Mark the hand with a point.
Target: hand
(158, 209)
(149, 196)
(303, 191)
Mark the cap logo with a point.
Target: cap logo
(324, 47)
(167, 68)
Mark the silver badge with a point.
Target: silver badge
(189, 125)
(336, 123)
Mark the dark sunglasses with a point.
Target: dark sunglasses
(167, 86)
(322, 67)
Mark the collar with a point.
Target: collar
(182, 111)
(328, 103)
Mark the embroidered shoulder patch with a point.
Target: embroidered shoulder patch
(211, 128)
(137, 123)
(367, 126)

Assigned task: What should appear is an exact copy of the lines from the one with "Target: cap logo" through the end of the entries above, ends included, and no other text.

Written reply:
Target: cap logo
(324, 47)
(167, 68)
Mark the silver badge with a point.
Target: silver badge
(189, 125)
(336, 123)
Mark the dark sunglasses with a point.
Target: dark sunglasses
(167, 86)
(322, 67)
Mark the collar with a point.
Target: collar
(182, 111)
(328, 103)
Mark the embroidered shoulder patch with a point.
Target: embroidered shoulder patch
(211, 128)
(137, 123)
(367, 126)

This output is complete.